──────── DATA EXCERPTS ────────
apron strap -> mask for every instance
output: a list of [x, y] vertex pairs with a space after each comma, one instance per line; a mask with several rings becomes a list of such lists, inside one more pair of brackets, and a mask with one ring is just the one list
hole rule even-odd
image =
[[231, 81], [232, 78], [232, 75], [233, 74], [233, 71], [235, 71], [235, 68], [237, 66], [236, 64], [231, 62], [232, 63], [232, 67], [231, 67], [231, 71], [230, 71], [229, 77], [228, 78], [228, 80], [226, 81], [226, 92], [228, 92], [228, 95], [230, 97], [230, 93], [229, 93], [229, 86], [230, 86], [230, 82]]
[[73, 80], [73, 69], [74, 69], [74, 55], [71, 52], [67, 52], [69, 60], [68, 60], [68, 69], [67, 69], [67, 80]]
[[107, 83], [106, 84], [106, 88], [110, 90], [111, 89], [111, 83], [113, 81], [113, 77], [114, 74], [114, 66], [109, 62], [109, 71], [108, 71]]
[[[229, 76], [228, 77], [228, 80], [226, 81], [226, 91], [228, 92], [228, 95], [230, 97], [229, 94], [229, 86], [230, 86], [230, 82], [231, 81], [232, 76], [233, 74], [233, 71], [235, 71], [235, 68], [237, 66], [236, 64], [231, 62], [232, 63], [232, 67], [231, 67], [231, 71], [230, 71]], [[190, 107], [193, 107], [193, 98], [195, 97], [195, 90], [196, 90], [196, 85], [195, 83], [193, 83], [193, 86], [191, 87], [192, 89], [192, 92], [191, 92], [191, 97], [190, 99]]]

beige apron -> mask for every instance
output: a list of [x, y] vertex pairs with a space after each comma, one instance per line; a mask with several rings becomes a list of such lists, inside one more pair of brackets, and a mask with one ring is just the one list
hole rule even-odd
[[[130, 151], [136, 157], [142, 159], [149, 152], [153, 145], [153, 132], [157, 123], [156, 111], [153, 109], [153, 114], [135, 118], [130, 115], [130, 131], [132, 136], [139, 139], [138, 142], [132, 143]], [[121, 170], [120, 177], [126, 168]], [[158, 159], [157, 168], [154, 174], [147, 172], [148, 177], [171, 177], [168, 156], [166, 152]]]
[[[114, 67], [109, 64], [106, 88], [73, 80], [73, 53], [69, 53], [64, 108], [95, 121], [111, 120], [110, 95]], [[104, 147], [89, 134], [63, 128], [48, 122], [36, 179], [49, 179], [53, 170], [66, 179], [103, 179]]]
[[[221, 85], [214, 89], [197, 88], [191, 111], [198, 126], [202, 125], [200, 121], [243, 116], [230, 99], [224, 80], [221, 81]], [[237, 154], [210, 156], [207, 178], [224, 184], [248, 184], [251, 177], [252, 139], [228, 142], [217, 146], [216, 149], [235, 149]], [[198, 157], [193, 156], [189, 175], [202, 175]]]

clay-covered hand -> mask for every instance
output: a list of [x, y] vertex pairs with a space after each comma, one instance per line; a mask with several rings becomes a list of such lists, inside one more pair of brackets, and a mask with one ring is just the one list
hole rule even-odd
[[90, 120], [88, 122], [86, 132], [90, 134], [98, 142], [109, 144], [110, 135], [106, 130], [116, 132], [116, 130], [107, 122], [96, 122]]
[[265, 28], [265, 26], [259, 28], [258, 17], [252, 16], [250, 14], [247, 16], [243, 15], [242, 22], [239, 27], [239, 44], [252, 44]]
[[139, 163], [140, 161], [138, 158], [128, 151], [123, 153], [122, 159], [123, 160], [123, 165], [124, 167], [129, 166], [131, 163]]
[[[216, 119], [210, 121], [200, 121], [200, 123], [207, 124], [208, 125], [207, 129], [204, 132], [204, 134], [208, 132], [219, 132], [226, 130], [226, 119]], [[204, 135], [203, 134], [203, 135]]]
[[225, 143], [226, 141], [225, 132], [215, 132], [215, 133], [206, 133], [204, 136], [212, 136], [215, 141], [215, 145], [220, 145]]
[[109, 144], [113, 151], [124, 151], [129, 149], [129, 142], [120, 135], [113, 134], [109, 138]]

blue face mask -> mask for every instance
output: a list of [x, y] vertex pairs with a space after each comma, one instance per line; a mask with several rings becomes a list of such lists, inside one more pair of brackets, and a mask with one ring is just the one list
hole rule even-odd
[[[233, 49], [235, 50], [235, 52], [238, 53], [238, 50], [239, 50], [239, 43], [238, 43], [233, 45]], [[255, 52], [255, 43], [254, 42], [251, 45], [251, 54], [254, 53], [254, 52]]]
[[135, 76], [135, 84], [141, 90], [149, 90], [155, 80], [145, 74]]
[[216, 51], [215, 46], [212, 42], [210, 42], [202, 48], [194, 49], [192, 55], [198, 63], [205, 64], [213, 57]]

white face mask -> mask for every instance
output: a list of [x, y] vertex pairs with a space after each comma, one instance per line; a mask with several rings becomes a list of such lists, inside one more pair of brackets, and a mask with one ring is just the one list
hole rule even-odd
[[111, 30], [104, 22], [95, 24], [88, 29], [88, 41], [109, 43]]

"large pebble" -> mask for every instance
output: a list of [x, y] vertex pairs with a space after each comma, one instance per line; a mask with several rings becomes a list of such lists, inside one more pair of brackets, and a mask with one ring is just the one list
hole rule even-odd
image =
────────
Rewrite all of the material above as a numbered list, one line per item, leaving out the blank lines.

1. apron strap -> mask for every instance
2. output: a list of [x, y] vertex pairs with a space after each comma, one instance per line; a mask with several rings becomes a list of such lists, inside one more pair of brackets, and a mask with one ring is just the one list
3. hole rule even-odd
4. image =
5. [[231, 81], [232, 78], [232, 75], [233, 74], [233, 71], [235, 71], [235, 68], [237, 66], [236, 64], [231, 62], [232, 63], [232, 67], [231, 67], [231, 71], [230, 71], [229, 77], [228, 78], [228, 80], [226, 81], [226, 92], [228, 92], [228, 95], [230, 97], [230, 93], [229, 93], [229, 86], [230, 86], [230, 82]]
6. [[73, 80], [73, 69], [74, 69], [74, 55], [71, 52], [67, 52], [69, 60], [68, 60], [68, 69], [67, 69], [67, 80]]
7. [[107, 83], [106, 84], [106, 88], [110, 90], [111, 89], [111, 83], [113, 81], [113, 77], [114, 74], [114, 66], [109, 62], [109, 71], [108, 71]]
8. [[[229, 76], [228, 77], [228, 80], [226, 81], [226, 91], [228, 92], [228, 95], [230, 97], [229, 94], [229, 86], [230, 86], [230, 82], [231, 81], [232, 76], [233, 74], [233, 71], [235, 71], [235, 68], [237, 66], [236, 64], [231, 62], [232, 63], [232, 67], [231, 67], [231, 71], [230, 71]], [[190, 107], [193, 107], [193, 98], [195, 97], [195, 90], [196, 90], [196, 85], [195, 83], [193, 83], [193, 86], [191, 87], [192, 89], [192, 92], [191, 92], [191, 97], [190, 99]]]
9. beige apron -> mask for every instance
10. output: a list of [x, y] vertex pairs with a space after each comma, one instance per line; a mask with several rings becomes a list of such lists, inside one more pair of brackets, and a mask with one ring is just the one list
11. hole rule even-odd
12. [[[130, 151], [136, 157], [142, 159], [149, 152], [153, 145], [153, 132], [157, 123], [156, 111], [153, 109], [153, 114], [135, 118], [130, 115], [130, 131], [132, 136], [139, 139], [138, 142], [132, 143]], [[121, 170], [120, 177], [126, 168]], [[158, 159], [157, 168], [154, 174], [147, 172], [148, 177], [171, 177], [168, 156], [166, 152]]]
13. [[[114, 67], [109, 64], [106, 88], [73, 80], [73, 53], [69, 53], [64, 108], [95, 121], [111, 120], [110, 95]], [[104, 147], [89, 134], [63, 128], [48, 122], [36, 179], [49, 179], [53, 170], [66, 179], [103, 179]]]
14. [[[221, 85], [214, 89], [197, 88], [191, 111], [198, 126], [202, 125], [200, 121], [243, 116], [230, 99], [224, 80], [221, 81]], [[237, 154], [210, 156], [207, 178], [224, 184], [248, 184], [251, 177], [252, 139], [228, 142], [217, 146], [216, 149], [235, 149]], [[198, 157], [193, 156], [189, 175], [202, 175]]]
15. clay-covered hand -> mask for every instance
16. output: a list of [x, y] vertex pairs with a space after each comma, one instance per line; a mask with several rings becomes a list of such lists, inside one more pair of brackets, and a mask with one ring is just the one list
17. hole rule even-odd
18. [[90, 120], [88, 122], [86, 132], [90, 134], [98, 142], [109, 144], [110, 135], [106, 130], [116, 132], [116, 130], [107, 122], [96, 122]]
19. [[265, 28], [265, 26], [259, 28], [258, 17], [252, 16], [250, 14], [247, 16], [243, 15], [242, 22], [239, 27], [239, 44], [252, 44]]
20. [[139, 163], [140, 161], [138, 158], [128, 151], [123, 153], [122, 159], [123, 160], [123, 165], [124, 167], [129, 166], [131, 163]]
21. [[[216, 119], [210, 121], [200, 121], [200, 123], [207, 124], [208, 125], [207, 129], [204, 132], [204, 134], [208, 132], [219, 132], [226, 130], [226, 119]], [[204, 135], [203, 134], [203, 135]]]
22. [[225, 143], [226, 141], [225, 132], [215, 132], [215, 133], [206, 133], [204, 136], [212, 136], [215, 141], [215, 145], [220, 145]]
23. [[109, 144], [113, 151], [124, 151], [129, 149], [129, 142], [120, 135], [113, 134], [109, 138]]
24. blue face mask -> mask for every instance
25. output: a list of [x, y] vertex pairs with a space after each comma, one instance per line; a mask with several rings becomes a list of such lists, inside one more pair of brackets, and a mask with one ring is just the one list
26. hole rule even-odd
27. [[[233, 49], [235, 50], [235, 52], [238, 53], [238, 50], [239, 50], [239, 43], [238, 43], [233, 45]], [[255, 52], [255, 43], [254, 42], [251, 45], [251, 54], [254, 53], [254, 52]]]
28. [[135, 76], [135, 84], [141, 90], [149, 90], [155, 80], [145, 74]]
29. [[216, 51], [215, 46], [212, 42], [210, 42], [202, 48], [194, 49], [192, 55], [198, 63], [205, 64], [213, 57]]
30. white face mask -> mask for every instance
31. output: a list of [x, y] vertex pairs with a space after each comma, one instance per line; a mask with several rings becomes a list of such lists, inside one more pair of brackets, and a mask with one ring is just the one list
32. hole rule even-odd
33. [[111, 30], [104, 22], [95, 24], [88, 29], [88, 41], [109, 43]]
34. "large pebble" -> mask for every instance
35. output: a list of [x, y] vertex pairs with a space after each comma, one instance per line; a mask with several rings becomes a list of such lists, inside one more pair of brackets, and a mask with one ring is just the one list
36. hole rule even-odd
37. image =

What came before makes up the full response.